* [Task to complete] Repeat each entry word for word; the images are not part of the copy.

(Exercise material)

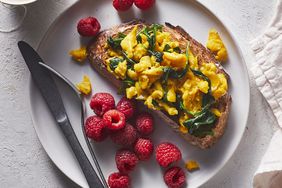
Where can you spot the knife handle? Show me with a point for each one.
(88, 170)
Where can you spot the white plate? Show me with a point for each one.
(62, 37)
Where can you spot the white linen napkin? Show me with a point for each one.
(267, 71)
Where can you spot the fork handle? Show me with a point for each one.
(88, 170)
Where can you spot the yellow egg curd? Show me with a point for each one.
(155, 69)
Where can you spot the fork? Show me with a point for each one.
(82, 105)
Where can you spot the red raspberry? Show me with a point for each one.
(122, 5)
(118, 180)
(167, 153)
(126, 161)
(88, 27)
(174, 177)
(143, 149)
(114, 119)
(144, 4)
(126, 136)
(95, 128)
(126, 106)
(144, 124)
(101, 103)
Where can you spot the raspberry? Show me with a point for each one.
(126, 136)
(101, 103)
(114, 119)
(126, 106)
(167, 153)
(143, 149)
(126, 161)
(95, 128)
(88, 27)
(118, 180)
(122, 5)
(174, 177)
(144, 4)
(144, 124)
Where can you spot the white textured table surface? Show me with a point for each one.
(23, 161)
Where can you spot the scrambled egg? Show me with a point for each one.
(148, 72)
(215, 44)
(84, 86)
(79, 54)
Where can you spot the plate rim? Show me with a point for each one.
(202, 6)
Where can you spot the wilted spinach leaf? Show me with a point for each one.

(End Exercise material)

* [Task result]
Where can you spot the knife handle? Show me with a point for each one.
(88, 170)
Where can you spot the white plate? Show me with a point for each one.
(62, 37)
Where can you spot the white linen napkin? Show me with a point for each one.
(267, 71)
Where can you spot the fork handle? Show me with a point for each one.
(88, 170)
Where can you spot the yellow egg curd? Show me with a point for each one.
(155, 69)
Where can you spot the fork? Show me with a point for each one.
(82, 105)
Where can you spot the red raspberry? Show me with a point for each one.
(122, 5)
(118, 180)
(167, 153)
(126, 161)
(88, 27)
(174, 177)
(143, 149)
(114, 119)
(144, 4)
(126, 136)
(95, 128)
(126, 106)
(144, 124)
(101, 103)
Where can you spot the raspberry? Show me with a point for each one.
(126, 136)
(101, 103)
(114, 119)
(126, 106)
(167, 153)
(143, 149)
(126, 161)
(95, 128)
(88, 27)
(118, 180)
(122, 5)
(174, 177)
(144, 4)
(144, 124)
Where can you spot the white textured table surface? Show me with a point for each one.
(23, 161)
Where can you spot the scrambled egg? Show me with a point for each one.
(148, 72)
(215, 44)
(84, 86)
(79, 54)
Where can you spot the plate rim? Show me with a point for each one.
(202, 6)
Where can you spot the wilted spinach leaf? Show me with a point for each one.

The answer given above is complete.